§ **Goal of the exercise**
Output the data below in full, character for character.

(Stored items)
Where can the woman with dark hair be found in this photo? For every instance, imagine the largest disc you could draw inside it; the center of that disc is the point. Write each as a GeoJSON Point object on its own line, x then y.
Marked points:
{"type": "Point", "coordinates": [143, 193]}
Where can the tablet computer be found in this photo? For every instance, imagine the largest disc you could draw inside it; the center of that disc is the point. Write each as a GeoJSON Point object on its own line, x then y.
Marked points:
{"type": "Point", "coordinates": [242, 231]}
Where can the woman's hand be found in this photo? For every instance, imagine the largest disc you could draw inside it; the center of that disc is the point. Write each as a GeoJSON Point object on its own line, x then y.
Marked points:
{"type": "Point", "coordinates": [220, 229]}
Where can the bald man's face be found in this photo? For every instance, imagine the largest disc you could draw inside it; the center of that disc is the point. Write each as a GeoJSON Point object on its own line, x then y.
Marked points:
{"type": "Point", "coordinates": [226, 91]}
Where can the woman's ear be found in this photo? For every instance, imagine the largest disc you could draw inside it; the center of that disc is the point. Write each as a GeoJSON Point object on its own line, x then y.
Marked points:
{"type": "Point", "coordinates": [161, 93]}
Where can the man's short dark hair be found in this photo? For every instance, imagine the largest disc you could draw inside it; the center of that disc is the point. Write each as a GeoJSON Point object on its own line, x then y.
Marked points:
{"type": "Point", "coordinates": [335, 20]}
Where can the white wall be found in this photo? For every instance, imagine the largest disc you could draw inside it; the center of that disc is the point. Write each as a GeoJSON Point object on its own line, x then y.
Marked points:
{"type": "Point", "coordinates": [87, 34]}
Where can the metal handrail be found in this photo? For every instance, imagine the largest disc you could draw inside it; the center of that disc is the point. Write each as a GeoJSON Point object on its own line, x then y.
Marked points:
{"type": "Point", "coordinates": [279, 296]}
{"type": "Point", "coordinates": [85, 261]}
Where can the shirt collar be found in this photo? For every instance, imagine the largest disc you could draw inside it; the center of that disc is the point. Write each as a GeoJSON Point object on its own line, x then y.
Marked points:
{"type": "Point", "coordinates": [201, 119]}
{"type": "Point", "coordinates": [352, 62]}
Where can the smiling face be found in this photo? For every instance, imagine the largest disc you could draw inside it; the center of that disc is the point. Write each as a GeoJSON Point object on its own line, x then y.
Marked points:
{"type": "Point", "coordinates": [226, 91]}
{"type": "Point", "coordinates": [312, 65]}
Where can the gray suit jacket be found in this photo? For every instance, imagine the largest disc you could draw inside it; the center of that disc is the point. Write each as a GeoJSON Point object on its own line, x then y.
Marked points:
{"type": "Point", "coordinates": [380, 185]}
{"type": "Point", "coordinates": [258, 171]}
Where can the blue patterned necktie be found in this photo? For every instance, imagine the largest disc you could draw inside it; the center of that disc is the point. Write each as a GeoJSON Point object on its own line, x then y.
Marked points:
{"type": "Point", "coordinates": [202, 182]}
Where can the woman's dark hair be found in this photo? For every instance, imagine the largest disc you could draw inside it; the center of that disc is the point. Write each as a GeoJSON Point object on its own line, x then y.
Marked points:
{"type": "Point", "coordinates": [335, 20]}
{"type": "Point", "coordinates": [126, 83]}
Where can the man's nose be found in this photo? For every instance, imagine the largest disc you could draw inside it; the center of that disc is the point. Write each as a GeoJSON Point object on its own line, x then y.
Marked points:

§ **Task response**
Where can the woman with dark hair be found in this photo? For every instance, imagine the largest disc you could draw inside it; the center of that disc is the point. Write each as a GeoJSON Point object on its own line, x then y.
Marked points:
{"type": "Point", "coordinates": [143, 193]}
Where can the tablet computer be found in this photo? For every instance, imagine the largest disc you could draw inside it; the center of that disc is the point. Write each as a GeoJSON Point object on its own line, x then y.
Marked points:
{"type": "Point", "coordinates": [242, 231]}
Where can the woman's hand be found in this photo? For every instance, imagine the largest disc you could draw inside it; the center of that disc is the point. Write each as a GeoJSON Point object on its own line, x then y.
Marked points:
{"type": "Point", "coordinates": [220, 229]}
Where can the bald man's face be found in this photo? For every instance, imagine the largest disc you could draw inside it; the center of that disc is the point. Write each as a GeoJSON Point object on its own line, x then y.
Marked points:
{"type": "Point", "coordinates": [226, 91]}
Where can the woman's ear be found in this photo? For every instance, imagine the largest disc you could draw inside it; the center of that disc is the point. Write each as a GeoJSON Point object on its own line, x then y.
Marked points:
{"type": "Point", "coordinates": [161, 93]}
Where can the man's short dark hair be found in this photo? For every instance, imagine the largest disc you could draw inside it; the center of that disc is the point. Write each as a GeoJSON Point object on its own line, x then y.
Marked points:
{"type": "Point", "coordinates": [335, 20]}
Where can the white wall be found in this photo? For every instance, imagine the largest disc you could draw inside it; the center of that disc is the point. Write each as a GeoJSON Point object on its own line, x then y.
Marked points:
{"type": "Point", "coordinates": [87, 34]}
Where can the metal handrail be found in this photo? For every instance, imagine the largest disc you could draw inside it; the center of that disc is the point. Write each as a GeoJSON Point object on its own line, x then y.
Marked points:
{"type": "Point", "coordinates": [279, 296]}
{"type": "Point", "coordinates": [85, 261]}
Where can the shirt collar be found in this photo? For every instance, imagine the largest disc you could draw inside it; the center of that disc is the point. Write each as a GeoJSON Point object on its own line, x then y.
Marked points:
{"type": "Point", "coordinates": [201, 119]}
{"type": "Point", "coordinates": [352, 62]}
Where can the smiling face be found in this photo? For every instance, imagine the largest disc you could draw inside it; the center of that disc is the point. Write each as a GeoJSON Point object on its own line, x then y.
Marked points:
{"type": "Point", "coordinates": [226, 91]}
{"type": "Point", "coordinates": [312, 65]}
Where can the gray suit jacket be found in this photo? For every instance, imagine the largest disc you could draw inside it; the center of that disc is the point. Write each as a GeoJSON Point object on its own line, x then y.
Marked points:
{"type": "Point", "coordinates": [380, 185]}
{"type": "Point", "coordinates": [258, 171]}
Where can the blue patterned necktie be found in this photo? For every instance, imagine the largest disc you could draw inside it; the center of that disc is the point. Write each as a GeoJSON Point object on its own line, x then y.
Marked points:
{"type": "Point", "coordinates": [202, 182]}
Where can the woman's dark hair be found in this photo? For every instance, imagine the largest disc you could draw inside it; the center of that disc is the point. Write each as a GeoJSON Point object on its own line, x then y.
Marked points:
{"type": "Point", "coordinates": [335, 20]}
{"type": "Point", "coordinates": [126, 83]}
Where can the man's nose be found in this photo? For every instance, imagine the largest disc you could draw inside it; the center of that disc is the point. Write each as a GeoJSON Point object on its own line, x then y.
Marked points:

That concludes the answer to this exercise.